* STATED PROBLEM: Pick out every line in the rows below that contains the word "floor", matching its case exactly, and copy each of those lines.
>> start WORKING DATA
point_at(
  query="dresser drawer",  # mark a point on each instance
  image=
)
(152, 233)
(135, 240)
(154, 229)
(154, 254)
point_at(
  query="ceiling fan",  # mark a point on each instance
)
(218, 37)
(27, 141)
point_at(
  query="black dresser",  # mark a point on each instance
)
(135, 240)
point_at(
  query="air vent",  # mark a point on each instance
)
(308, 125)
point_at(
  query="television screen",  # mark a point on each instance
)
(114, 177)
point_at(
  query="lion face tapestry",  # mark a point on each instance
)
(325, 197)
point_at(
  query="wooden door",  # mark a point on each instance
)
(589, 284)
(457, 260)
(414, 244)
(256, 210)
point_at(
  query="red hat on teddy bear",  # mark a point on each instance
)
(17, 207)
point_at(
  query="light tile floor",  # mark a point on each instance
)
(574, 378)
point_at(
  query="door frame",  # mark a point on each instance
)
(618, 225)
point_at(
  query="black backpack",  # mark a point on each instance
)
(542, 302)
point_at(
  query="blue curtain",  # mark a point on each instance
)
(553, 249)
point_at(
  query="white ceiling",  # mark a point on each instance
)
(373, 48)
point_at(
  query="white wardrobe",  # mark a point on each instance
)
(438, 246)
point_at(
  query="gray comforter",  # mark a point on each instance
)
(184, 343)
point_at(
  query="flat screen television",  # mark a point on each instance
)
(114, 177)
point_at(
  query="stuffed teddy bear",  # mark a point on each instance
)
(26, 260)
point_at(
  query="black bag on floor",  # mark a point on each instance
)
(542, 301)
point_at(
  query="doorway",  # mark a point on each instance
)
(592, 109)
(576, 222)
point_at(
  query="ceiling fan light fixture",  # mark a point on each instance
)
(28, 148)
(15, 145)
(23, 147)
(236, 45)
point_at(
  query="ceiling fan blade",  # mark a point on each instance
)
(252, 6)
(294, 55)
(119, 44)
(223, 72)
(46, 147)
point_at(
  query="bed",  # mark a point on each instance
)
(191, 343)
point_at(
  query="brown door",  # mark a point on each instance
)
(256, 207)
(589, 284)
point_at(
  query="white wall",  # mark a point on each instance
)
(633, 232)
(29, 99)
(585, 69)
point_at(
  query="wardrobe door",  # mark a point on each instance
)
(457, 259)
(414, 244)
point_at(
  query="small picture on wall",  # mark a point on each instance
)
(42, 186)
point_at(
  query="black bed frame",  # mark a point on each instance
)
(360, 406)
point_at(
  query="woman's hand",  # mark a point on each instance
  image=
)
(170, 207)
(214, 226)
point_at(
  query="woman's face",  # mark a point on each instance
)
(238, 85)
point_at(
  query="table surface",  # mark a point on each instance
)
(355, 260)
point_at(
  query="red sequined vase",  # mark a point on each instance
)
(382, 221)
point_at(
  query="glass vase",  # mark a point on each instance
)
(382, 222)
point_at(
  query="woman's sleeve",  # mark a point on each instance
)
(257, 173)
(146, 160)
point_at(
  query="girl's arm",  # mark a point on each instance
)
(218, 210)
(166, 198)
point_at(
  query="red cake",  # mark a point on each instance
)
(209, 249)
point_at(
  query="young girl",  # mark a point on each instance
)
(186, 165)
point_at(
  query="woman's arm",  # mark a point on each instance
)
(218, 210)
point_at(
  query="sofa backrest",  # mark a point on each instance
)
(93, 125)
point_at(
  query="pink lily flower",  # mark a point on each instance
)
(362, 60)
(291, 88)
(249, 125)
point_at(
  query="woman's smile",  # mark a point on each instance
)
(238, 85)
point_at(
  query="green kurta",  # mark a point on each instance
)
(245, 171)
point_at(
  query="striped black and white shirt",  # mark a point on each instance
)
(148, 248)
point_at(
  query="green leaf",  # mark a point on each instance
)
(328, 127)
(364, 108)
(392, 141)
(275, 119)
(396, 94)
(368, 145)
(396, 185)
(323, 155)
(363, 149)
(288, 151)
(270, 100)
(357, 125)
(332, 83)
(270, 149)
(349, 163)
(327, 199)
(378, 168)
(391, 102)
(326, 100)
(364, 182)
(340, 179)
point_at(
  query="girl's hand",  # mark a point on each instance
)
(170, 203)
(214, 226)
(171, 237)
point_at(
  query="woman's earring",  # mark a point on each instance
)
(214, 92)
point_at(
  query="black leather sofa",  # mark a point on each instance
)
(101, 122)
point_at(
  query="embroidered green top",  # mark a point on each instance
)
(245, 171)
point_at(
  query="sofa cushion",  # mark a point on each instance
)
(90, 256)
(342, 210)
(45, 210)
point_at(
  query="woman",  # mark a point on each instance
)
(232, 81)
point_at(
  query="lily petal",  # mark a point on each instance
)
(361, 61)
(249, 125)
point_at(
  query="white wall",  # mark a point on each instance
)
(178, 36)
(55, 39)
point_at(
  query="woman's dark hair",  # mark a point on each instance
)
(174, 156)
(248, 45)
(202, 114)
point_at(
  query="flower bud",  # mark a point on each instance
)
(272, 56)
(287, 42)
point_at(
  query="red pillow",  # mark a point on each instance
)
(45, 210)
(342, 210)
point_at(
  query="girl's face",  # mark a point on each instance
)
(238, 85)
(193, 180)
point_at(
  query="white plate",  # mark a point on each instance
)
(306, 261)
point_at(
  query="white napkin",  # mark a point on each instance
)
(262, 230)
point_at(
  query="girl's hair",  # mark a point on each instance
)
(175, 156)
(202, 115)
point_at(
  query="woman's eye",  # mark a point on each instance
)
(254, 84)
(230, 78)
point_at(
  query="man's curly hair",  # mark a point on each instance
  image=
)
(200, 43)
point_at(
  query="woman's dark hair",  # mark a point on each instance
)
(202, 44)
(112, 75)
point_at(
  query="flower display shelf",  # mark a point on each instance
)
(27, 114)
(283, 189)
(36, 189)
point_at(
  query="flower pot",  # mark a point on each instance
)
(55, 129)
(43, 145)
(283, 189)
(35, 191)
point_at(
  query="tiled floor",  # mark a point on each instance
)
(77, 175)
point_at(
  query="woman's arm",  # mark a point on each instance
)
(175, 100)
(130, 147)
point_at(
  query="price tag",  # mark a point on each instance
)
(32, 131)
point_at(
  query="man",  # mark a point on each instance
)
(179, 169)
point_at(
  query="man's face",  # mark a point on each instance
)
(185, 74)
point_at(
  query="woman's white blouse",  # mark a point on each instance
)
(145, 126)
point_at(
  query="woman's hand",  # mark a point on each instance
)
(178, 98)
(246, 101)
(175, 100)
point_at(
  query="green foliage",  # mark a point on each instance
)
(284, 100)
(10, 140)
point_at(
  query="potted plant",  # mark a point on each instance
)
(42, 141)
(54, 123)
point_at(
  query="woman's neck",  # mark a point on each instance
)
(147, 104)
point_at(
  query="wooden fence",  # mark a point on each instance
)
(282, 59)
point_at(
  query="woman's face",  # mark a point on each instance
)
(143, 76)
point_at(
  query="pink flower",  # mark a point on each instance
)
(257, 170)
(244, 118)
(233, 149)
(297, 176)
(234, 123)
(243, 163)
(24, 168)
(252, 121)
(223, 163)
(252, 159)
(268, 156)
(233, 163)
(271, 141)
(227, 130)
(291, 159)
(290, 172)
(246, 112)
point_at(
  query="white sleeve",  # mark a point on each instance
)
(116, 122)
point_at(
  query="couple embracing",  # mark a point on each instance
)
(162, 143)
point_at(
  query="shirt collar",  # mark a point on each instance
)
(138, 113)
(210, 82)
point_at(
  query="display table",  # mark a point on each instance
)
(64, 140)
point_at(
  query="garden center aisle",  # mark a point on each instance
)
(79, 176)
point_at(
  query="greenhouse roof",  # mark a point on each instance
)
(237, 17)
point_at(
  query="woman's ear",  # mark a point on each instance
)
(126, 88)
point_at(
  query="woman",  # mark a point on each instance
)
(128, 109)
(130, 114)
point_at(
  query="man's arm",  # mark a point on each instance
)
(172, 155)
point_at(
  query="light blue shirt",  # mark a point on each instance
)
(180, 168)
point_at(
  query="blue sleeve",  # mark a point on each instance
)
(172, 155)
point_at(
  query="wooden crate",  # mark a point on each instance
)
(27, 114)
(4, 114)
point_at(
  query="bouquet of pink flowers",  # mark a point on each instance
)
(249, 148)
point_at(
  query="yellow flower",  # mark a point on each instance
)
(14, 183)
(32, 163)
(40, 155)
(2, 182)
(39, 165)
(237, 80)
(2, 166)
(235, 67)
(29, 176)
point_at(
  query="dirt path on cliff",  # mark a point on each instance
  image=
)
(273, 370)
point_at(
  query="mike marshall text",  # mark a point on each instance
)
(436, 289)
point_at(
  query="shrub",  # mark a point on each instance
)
>> end WORKING DATA
* FINISHED TASK:
  query="light tile floor",  # mark a point on each instance
  query="black bag on floor",  # mark a point on each instance
  query="tiled floor",  # mark a point on each instance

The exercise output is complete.